▸ **Entries taken from a collection**
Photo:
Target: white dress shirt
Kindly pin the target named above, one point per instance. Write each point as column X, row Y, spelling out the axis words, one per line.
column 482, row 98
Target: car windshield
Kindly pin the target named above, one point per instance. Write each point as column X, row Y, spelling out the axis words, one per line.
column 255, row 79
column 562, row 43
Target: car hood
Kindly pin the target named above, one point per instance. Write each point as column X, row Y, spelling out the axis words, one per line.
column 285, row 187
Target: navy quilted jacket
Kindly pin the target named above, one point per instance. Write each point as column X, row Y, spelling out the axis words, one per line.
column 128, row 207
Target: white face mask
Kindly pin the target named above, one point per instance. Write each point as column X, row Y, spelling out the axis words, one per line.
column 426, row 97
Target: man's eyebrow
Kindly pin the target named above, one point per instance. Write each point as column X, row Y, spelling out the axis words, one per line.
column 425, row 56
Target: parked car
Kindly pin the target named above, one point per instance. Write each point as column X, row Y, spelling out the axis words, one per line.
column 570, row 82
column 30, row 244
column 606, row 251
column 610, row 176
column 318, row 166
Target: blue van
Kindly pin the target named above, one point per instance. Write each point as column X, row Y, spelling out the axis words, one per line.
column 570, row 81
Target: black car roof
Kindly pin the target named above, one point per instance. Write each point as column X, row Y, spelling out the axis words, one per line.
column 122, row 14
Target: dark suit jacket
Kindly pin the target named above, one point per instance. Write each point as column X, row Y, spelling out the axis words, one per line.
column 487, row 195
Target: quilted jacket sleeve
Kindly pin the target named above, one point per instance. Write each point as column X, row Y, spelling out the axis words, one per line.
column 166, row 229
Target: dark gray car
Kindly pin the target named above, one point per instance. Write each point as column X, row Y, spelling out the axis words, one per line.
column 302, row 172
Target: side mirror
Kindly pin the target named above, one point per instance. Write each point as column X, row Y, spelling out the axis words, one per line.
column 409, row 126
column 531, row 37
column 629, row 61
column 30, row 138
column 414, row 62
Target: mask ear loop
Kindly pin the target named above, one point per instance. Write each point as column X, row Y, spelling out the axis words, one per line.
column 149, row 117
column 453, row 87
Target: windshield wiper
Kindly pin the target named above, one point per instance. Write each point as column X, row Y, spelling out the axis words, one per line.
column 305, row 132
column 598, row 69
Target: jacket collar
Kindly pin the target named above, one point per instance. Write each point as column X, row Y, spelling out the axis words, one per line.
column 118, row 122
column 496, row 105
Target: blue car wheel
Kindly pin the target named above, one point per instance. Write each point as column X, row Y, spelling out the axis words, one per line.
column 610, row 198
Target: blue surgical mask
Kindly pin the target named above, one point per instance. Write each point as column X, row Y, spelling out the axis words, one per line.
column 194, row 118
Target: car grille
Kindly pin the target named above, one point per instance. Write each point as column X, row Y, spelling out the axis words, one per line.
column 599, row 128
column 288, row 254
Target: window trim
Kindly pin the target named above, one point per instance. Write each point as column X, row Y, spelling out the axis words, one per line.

▸ **WHAT YOU ARE ASKED TO DO**
Could you please copy the lines above exactly, beginning at the first and ending at the line that contains "Target: parked car"?

▸ **ANSWER TO THE PROBLEM**
Photo:
Target: white dress shirt
Kindly pin the target named above, one point per instance. Write each point as column X, row Y, spelling out the axis words, one per line.
column 482, row 98
Target: car windshield
Kindly pin the target named above, one point per instance. Write each point as column X, row Y, spelling out the axis words, one per line.
column 255, row 79
column 562, row 43
Target: car hood
Kindly pin the target named above, one point per instance. Write each point as column X, row Y, spelling out the axis words, one per line.
column 285, row 187
Target: navy quilted jacket
Kindly pin the target named above, one point per instance. Write each point as column X, row Y, spelling out the axis words, one per line.
column 128, row 207
Target: white face mask
Kindly pin the target named above, one point per instance. Write each point as column X, row Y, spelling out the axis words, one per line.
column 426, row 97
Target: man's eyebrow
Kindly pin the target named above, one point per instance. Write each point as column X, row Y, spelling out the axis words, one per line.
column 425, row 56
Target: parked car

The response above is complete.